» **Required tasks**
A) Translate this sentence from the marathon account into Spanish: "The pain was intense at this point, but it didn't matter."
B) In the marathon account, retype the part that opens with the words containing "I now had 1" and closes with "press pretty hard.".
C) Extend the marathon account, starting after its last sentence.

Because I had slowed
a bit from miles 18-22, the 3:06 pace group had now caught up to me. However, the
entire group of guys had fallen back. The only person left in the 3:06 pace group was the pacer. As he
passed me, the pacer said, "you need to
keep me in your sights!" I picked up the pace, and just tried to
prevent him from getting away from me.
I now had 1 lap
left… 3.25 miles to go. The pain was intense at this point, but it didn't
matter. I just had to hang on for a little longer and I was going to Boston. At
mile 24 I noticed that John was starting to fade a bit. Before I knew it, he
had dropped back. I didn't say anything, I just gave him a small wave and kept
pushing forward. I was so grateful to have him by my side throughout such a
crucial portion of the race.
With 1.5 miles
remaining, the pacer turned around and saw that I was the last man left in the
3:06 pace group. He slowed down for me to catch up and I said to him, "get me to the finish". I was
exhausted but I knew that I had it won. The intense discomfort was drowned out
by the excitement I felt. With 1 mile remaining I started to press pretty hard.
My pace dipped below 7:00 and I remember thinking, "just don't trip and fall on your face!". My legs were
seizing up with cramps, and my quads felt a searing, deep fatigue. But none of
that mattered, I had less than 1 mile to go!
During that final
mile I was being pushed by the pacer. He ran alongside me and he encouraged me
to keep pressing. We got to speaking a bit and he told me his name was Chris. I
told him that I had been trying to qualify for 11 years, and I had been dreaming
of this moment. He said he was honored to share it with me.

» **Records shown**
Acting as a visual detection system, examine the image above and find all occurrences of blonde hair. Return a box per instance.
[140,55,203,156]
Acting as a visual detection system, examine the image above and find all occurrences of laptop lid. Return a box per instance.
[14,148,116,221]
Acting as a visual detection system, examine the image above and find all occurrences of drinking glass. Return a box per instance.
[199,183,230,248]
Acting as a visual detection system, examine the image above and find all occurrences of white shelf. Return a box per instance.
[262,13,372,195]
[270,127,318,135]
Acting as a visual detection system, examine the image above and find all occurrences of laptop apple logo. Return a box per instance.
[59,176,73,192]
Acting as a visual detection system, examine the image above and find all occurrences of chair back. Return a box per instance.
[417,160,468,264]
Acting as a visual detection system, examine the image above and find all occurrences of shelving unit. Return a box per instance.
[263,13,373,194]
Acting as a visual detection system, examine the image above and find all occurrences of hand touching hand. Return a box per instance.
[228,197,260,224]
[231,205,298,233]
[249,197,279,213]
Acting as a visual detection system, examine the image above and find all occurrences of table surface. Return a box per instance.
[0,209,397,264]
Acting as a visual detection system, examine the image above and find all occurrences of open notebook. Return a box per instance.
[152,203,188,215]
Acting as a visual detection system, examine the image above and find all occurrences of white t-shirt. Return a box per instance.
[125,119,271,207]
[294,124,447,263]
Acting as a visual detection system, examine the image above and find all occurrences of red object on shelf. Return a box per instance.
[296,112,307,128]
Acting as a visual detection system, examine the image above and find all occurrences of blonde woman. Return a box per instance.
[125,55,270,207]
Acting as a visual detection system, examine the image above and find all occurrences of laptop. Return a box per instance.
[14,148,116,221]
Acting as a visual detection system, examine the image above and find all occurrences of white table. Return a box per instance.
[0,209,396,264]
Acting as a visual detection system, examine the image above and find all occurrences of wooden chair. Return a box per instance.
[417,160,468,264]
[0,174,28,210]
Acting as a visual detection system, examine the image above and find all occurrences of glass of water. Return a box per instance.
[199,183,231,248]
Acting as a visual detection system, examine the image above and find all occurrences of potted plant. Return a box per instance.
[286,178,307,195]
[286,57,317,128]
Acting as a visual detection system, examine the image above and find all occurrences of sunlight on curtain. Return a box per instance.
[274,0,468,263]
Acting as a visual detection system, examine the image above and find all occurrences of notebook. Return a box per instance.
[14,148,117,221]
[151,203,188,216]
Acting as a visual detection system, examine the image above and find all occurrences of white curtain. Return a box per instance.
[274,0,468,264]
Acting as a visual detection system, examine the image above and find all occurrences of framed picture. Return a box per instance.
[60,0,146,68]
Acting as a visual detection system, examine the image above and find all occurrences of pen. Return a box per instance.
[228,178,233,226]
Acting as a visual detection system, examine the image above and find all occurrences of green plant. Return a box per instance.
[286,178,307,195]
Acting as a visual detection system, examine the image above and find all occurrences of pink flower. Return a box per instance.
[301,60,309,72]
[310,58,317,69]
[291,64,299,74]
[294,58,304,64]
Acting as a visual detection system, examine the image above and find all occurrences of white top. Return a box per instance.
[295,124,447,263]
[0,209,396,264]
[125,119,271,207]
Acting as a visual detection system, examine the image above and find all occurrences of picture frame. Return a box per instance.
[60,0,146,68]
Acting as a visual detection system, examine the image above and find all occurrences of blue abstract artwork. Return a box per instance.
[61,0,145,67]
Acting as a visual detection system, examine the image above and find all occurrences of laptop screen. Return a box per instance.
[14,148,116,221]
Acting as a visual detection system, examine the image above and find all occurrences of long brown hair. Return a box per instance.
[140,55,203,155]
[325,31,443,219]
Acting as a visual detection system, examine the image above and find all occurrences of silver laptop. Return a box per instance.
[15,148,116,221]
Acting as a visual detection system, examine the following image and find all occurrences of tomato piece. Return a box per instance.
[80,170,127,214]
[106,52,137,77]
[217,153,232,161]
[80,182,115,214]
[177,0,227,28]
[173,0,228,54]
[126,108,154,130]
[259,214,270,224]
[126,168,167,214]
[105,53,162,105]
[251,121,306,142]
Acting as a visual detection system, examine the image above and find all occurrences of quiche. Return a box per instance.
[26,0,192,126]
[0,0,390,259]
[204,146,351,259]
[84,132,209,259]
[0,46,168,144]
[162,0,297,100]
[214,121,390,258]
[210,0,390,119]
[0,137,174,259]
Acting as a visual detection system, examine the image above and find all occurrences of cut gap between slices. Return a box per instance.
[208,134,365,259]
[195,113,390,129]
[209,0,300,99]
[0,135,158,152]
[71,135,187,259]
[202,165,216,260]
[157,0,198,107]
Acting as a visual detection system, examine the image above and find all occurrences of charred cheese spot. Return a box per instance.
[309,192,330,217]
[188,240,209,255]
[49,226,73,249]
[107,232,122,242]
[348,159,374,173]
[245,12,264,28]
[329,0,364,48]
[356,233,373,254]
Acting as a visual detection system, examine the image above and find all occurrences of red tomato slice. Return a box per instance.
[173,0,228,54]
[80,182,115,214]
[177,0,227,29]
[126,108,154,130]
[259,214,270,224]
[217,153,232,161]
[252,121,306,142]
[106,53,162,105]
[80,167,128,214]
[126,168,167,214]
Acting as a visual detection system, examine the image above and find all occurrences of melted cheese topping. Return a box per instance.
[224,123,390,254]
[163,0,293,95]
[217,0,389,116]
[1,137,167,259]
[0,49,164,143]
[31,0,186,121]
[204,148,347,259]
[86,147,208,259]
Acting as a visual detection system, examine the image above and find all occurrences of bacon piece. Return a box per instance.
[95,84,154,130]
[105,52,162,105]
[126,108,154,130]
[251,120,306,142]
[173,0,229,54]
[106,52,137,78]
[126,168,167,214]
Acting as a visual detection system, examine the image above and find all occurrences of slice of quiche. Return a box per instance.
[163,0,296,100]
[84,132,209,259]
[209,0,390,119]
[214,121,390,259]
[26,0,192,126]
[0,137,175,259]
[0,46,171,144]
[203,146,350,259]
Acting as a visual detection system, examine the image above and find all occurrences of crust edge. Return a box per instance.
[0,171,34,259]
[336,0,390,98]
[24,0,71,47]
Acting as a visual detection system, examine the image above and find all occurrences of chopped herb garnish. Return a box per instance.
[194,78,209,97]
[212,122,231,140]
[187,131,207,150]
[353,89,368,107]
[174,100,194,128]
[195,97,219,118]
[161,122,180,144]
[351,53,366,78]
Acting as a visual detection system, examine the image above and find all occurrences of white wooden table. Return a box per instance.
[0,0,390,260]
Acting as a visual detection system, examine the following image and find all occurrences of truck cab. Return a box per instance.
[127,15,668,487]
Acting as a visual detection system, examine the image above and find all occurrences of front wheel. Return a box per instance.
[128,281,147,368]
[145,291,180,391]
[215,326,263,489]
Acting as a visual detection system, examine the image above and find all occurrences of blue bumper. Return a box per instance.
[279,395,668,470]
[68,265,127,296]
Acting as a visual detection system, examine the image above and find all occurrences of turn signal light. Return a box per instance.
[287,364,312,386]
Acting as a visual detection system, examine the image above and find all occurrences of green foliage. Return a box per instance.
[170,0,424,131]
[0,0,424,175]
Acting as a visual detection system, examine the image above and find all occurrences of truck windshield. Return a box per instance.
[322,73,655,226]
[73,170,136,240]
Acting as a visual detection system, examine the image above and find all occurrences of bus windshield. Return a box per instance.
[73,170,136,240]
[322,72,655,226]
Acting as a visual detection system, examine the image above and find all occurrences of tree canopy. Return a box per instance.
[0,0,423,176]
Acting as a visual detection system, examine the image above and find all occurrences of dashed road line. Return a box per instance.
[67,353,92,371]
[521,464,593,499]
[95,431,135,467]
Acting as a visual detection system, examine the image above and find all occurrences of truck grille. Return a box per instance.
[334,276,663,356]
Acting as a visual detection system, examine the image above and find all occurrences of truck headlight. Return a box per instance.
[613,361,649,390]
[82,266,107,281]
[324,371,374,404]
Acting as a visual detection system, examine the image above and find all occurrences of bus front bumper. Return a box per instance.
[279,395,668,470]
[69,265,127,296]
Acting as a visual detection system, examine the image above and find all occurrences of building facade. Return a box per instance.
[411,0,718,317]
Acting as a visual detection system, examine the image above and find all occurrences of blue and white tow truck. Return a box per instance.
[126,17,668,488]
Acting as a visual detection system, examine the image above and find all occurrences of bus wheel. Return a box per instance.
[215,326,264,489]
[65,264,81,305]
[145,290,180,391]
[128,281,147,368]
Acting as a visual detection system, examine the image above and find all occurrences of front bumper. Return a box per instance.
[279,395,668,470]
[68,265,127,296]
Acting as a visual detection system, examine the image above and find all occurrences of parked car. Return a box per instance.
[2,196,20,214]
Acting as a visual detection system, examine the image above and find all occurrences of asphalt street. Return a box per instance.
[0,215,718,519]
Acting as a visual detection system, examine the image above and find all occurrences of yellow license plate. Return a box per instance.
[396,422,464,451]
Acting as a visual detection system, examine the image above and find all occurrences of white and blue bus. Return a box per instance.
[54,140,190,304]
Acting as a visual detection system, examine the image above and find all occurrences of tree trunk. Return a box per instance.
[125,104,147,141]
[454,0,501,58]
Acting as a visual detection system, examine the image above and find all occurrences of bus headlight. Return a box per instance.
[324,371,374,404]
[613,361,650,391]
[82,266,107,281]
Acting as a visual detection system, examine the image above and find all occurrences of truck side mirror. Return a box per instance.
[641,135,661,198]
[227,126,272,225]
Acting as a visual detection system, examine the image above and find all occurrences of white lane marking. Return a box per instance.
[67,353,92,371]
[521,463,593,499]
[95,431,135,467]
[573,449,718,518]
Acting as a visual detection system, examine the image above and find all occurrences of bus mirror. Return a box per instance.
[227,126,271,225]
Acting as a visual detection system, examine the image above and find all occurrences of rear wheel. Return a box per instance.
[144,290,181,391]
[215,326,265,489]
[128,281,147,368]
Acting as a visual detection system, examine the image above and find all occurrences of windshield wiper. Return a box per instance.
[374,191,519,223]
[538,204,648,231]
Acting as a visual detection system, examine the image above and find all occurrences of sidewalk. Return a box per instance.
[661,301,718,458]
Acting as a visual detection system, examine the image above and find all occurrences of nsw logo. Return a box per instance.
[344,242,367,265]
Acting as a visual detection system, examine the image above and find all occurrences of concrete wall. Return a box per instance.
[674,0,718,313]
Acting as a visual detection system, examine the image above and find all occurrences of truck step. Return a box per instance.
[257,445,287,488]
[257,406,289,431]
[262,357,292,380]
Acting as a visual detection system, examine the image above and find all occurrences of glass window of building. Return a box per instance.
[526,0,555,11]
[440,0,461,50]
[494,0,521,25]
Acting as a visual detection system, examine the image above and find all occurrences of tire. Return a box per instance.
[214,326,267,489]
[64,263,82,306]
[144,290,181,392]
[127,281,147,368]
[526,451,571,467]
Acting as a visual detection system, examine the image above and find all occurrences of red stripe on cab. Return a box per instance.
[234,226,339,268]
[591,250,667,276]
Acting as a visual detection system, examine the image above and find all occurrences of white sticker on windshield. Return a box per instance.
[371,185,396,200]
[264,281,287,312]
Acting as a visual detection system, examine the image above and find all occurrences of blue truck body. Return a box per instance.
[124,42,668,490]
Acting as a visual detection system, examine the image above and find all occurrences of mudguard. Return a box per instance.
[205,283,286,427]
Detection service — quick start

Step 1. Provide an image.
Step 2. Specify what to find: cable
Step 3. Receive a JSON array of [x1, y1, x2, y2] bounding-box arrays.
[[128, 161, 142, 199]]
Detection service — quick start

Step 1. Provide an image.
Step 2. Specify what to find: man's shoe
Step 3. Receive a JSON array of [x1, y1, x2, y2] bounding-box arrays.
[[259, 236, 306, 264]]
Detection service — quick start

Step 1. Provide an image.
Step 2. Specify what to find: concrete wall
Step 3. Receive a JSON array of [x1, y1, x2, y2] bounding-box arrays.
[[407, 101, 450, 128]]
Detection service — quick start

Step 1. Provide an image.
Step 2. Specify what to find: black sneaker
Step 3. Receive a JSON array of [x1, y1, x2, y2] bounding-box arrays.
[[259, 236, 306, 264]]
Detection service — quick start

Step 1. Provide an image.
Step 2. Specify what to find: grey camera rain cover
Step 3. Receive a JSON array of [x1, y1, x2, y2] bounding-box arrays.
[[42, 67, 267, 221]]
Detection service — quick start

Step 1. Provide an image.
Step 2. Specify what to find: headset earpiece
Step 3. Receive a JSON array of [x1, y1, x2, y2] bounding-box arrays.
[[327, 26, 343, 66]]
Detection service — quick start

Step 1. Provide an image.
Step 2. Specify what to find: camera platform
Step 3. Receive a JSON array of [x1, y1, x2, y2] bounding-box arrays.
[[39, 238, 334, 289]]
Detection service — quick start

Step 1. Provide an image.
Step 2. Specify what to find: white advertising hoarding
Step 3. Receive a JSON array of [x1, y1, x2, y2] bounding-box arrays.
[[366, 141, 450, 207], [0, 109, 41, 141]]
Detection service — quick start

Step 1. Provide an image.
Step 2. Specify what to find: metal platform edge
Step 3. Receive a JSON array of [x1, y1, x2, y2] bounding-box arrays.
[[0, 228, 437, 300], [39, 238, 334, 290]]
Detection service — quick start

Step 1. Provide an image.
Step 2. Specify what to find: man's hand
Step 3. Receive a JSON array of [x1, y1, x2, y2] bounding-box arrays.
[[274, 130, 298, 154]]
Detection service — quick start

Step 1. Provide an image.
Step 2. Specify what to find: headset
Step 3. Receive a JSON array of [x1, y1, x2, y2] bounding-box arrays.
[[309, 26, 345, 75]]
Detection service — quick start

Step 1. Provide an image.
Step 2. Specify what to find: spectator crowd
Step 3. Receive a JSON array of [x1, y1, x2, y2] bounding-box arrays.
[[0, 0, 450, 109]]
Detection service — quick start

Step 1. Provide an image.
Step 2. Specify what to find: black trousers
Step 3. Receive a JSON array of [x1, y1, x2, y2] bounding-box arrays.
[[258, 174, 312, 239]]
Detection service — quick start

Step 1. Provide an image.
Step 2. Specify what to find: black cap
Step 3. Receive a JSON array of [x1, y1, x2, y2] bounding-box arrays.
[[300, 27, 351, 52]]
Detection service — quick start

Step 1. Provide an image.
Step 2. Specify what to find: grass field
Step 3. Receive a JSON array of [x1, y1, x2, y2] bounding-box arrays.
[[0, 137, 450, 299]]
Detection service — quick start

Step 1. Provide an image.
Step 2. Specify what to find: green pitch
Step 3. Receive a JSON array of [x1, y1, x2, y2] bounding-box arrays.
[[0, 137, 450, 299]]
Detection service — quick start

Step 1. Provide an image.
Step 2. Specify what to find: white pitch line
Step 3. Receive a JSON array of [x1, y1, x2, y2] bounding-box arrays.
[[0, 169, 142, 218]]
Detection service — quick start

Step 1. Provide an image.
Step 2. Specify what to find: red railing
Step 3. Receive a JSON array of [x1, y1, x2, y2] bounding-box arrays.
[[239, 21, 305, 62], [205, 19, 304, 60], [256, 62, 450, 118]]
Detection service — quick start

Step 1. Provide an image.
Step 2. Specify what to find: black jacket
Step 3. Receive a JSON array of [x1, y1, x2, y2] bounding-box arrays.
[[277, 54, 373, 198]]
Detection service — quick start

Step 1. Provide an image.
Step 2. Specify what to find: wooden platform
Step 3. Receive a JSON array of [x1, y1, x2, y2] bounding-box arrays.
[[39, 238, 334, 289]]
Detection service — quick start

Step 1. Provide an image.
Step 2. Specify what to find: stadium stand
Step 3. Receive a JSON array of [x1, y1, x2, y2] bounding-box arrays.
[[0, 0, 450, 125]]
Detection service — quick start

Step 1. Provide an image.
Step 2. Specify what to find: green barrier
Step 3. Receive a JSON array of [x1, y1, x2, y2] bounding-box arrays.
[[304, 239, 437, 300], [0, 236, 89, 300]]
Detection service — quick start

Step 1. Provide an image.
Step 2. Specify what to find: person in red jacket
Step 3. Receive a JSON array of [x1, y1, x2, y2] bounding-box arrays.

» **Expected results**
A) El dolor era intenso en ese momento, pero no importaba.

B)
I now had 1 lap
left… 3.25 miles to go. The pain was intense at this point, but it didn't
matter. I just had to hang on for a little longer and I was going to Boston. At
mile 24 I noticed that John was starting to fade a bit. Before I knew it, he
had dropped back. I didn't say anything, I just gave him a small wave and kept
pushing forward. I was so grateful to have him by my side throughout such a
crucial portion of the race.
With 1.5 miles
remaining, the pacer turned around and saw that I was the last man left in the
3:06 pace group. He slowed down for me to catch up and I said to him, "get me to the finish". I was
exhausted but I knew that I had it won. The intense discomfort was drowned out
by the excitement I felt. With 1 mile remaining I started to press pretty hard.

C)
With a quarter
mile to go, the finish line came into sight. A decade of miles, sweat, and
tears came down to this moment. There
was a big crowd and they went wild. I ran as hard as I could and started
sprinting!! As I approached the finish line I let out a massive scream! In the blink of an eye, 11 years
of pain and frustration had turned into victory and happiness. The
level of elation and joy was off the charts. I was in shock. It felt surreal.
Surely I must be dreaming. Immediately after crossing the line I was embraced
by my family. We were hugging, and crying, and jumping around. This was one of
the best moments of my life.
Mile 1- 7:08
Mile 2- 6:59
Mile 3- 7:01
Mile 4- 7:01
Mile 5- 6:56
Mile 6- 7:07
Mile 7- 6:59
Mile 8- 7:05
Mile 9- 7:07
Mile 10- 6:59
Mile 11- 7:08
Mile 12- 7:01
Mile 13- 6:57
Mile 14- 7:11
Mile 15- 7:03
Mile 16- 7:14
Mile 17- 7:02
Mile 18- 7:13
Mile 19- 7:11
Mile 20- 7:14
Mile 21- 7:15
Mile 22- 7:06
Mile 23- 7:03
Mile 24- 7:04
Mile 25- 6:54
Mile 26- 6:57
0.2- 1:51 (5:54 pace)
FINISH- 3:05:49 (7:05 pace), 31 minute PR
Acknowledgements:
My friends: For as long as I've been a runner
they've had to deal with my obsession for the sport. I know it's not easy.
Thank you for putting up with me when I'm being lame and need to go to bed
early. Thank you for tolerating my endless chatter about running and pretending
to be interested in it. I understand that I'm not normal.
My Teammates: I've said over and over that
joining the Whippets was the best decision I've made since moving to New York.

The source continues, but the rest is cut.